- QUOTED TEXT:
········

Batman: Arkham Shadow’s Harvey Dent is What the Arkhamverse’s Thomas Elliot Can Never Be

Harvey Dent’s ‘Rat King’ is the main antagonist of Batman: Arkham Shadow and yet he has no boss fight nor do players ever throw a punch at him—a fact game director Ryan Payton is rightfully proud of. In this same vein, Hush never needed to be an antagonist who players put through a table and instead could’ve orchestrated some heinous plot with other villains obfuscating his schemes in the meantime.

Sadly, while Harvey becomes Two-Face in Batman: Arkham Shadow’s final moments and is supposedly robbing banks and flicking coins into the air in Gotham City not long after, there is no such freedom with which another Arkhamverse game could now explore Thomas Elliot since he’s introduced and dealt with definitively. Now that his gimmick has been revealed, there’s arguably not much more that could be done with the character, at least not in any way that would flesh him out tremendously the way that Harvey is in Shadow.

········

Labeled-object pointing data
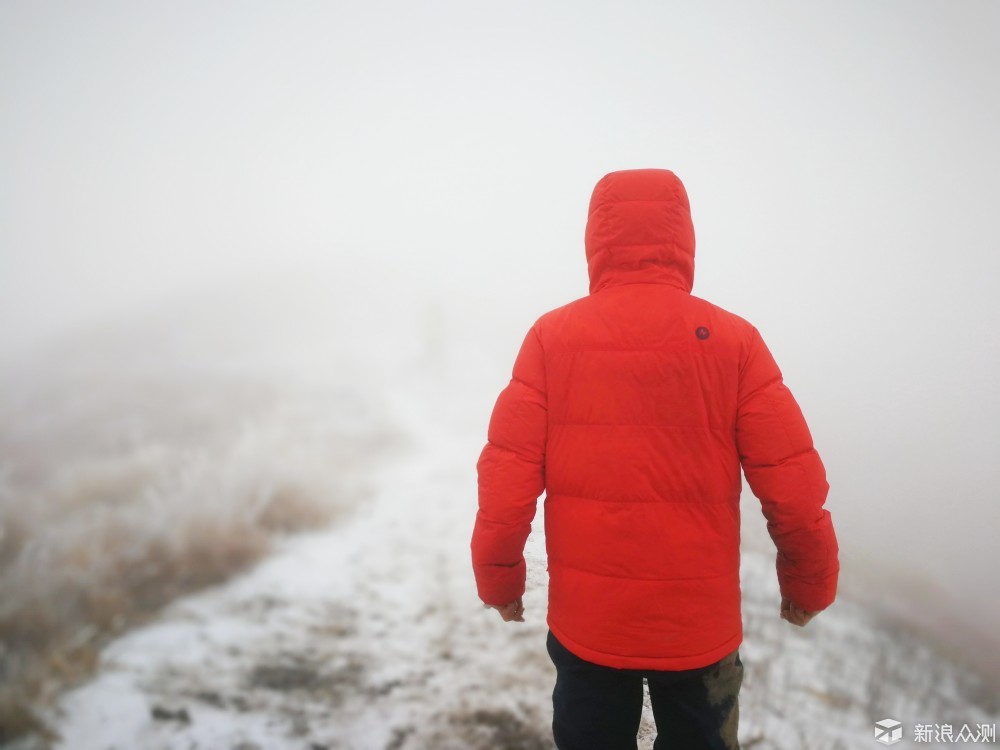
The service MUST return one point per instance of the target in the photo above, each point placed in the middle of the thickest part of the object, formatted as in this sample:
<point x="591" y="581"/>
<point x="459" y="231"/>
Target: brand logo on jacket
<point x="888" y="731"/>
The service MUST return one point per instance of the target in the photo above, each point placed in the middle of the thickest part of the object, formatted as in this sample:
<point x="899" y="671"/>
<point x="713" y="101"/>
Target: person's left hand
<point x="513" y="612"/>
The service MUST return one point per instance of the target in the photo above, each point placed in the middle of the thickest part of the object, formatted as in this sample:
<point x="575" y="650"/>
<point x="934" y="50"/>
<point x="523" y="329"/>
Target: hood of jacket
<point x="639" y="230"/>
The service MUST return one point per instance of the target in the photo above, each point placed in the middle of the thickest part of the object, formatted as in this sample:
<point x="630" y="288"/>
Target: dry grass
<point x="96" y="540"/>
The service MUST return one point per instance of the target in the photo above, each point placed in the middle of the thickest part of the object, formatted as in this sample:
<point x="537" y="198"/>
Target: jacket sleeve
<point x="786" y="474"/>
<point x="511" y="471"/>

········

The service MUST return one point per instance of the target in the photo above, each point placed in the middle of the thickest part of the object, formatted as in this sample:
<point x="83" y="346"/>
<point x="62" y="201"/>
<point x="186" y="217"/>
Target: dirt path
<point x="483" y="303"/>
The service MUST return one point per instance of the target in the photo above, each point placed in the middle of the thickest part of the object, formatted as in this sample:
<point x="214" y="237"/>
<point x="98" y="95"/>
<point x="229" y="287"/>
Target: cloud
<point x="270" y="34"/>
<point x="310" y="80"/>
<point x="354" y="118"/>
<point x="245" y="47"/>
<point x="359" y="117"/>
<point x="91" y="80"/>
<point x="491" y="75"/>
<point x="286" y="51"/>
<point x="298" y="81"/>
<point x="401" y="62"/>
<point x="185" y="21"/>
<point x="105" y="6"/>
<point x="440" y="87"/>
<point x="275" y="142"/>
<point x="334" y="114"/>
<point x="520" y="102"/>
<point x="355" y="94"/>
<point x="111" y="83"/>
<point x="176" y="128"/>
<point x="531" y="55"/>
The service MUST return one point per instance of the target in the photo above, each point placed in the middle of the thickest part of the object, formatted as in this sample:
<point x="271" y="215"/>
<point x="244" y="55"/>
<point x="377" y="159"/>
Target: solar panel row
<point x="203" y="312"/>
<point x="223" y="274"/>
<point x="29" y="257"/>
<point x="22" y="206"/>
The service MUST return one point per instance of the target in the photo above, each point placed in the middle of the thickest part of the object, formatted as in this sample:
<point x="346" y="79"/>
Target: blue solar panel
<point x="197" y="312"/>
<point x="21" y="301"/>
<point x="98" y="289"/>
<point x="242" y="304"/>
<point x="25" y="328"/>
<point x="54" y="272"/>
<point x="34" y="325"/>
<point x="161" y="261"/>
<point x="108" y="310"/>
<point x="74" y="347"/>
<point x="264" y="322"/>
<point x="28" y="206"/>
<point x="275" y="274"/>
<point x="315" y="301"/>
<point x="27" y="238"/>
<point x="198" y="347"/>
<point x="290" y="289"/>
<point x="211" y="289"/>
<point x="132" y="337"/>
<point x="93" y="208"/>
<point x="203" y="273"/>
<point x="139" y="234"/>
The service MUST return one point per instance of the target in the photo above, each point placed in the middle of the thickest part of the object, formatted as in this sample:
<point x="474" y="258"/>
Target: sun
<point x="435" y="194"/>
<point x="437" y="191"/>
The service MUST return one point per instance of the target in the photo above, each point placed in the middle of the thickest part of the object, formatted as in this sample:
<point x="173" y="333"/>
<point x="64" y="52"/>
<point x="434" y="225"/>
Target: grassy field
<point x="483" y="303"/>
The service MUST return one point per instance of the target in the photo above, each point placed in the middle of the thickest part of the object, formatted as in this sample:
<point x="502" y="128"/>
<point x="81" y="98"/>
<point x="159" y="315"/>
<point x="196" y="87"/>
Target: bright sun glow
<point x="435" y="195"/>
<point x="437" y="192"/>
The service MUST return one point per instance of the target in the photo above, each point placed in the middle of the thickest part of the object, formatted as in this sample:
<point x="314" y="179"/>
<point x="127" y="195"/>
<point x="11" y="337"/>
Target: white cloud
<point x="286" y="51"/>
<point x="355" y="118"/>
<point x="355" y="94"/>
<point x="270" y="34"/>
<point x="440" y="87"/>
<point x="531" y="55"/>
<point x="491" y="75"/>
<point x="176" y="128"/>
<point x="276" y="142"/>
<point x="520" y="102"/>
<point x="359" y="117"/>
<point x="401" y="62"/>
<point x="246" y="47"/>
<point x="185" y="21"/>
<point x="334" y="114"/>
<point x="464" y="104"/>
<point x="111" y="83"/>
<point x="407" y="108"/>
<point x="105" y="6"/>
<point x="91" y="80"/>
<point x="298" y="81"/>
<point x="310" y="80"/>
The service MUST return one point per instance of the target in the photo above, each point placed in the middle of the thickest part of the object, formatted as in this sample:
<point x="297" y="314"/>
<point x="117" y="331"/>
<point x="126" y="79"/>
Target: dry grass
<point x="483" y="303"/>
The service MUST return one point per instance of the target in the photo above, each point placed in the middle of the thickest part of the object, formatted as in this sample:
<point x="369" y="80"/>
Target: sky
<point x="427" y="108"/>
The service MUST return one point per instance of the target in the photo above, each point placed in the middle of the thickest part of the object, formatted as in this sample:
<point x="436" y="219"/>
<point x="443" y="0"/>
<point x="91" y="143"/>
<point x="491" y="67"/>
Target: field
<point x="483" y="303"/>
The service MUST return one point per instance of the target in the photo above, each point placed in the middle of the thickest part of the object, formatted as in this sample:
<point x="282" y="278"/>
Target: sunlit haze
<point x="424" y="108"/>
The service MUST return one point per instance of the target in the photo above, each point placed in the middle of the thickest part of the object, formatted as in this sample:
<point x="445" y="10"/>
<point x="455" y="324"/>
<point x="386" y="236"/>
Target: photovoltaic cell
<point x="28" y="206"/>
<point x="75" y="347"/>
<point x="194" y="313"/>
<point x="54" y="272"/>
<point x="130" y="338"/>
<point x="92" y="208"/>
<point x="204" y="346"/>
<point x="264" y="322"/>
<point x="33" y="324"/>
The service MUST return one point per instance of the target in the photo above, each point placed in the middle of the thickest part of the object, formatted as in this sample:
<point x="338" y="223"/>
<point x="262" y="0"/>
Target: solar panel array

········

- PROBLEMS:
**A)** According to the Arkham Shadow article, who is the game director of Batman: Arkham Shadow?
**B)** Repeat the Arkham Shadow article between "Batman: Arkham Shadow’s Harvey" and "in the meantime.", inclusive.
**C)** Condense the paragraph of the Arkham Shadow article that opens with "Sadly, while Harvey becomes Two-Face" into a shorter version that keeps its main facts.

- OUTPUTS BY TASK:
**A)** Ryan Payton

**B)**
Batman: Arkham Shadow’s Harvey Dent is What the Arkhamverse’s Thomas Elliot Can Never Be

Harvey Dent’s ‘Rat King’ is the main antagonist of Batman: Arkham Shadow and yet he has no boss fight nor do players ever throw a punch at him—a fact game director Ryan Payton is rightfully proud of. In this same vein, Hush never needed to be an antagonist who players put through a table and instead could’ve orchestrated some heinous plot with other villains obfuscating his schemes in the meantime.

**C)** Harvey becomes Two-Face in the final moments of Batman: Arkham Shadow and is supposedly robbing banks in Gotham City soon after. Thomas Elliot, by contrast, was introduced and dealt with definitively, so another Arkhamverse game has no such freedom with him. With his gimmick revealed, arguably little more could be done to flesh him out the way Harvey is in Shadow.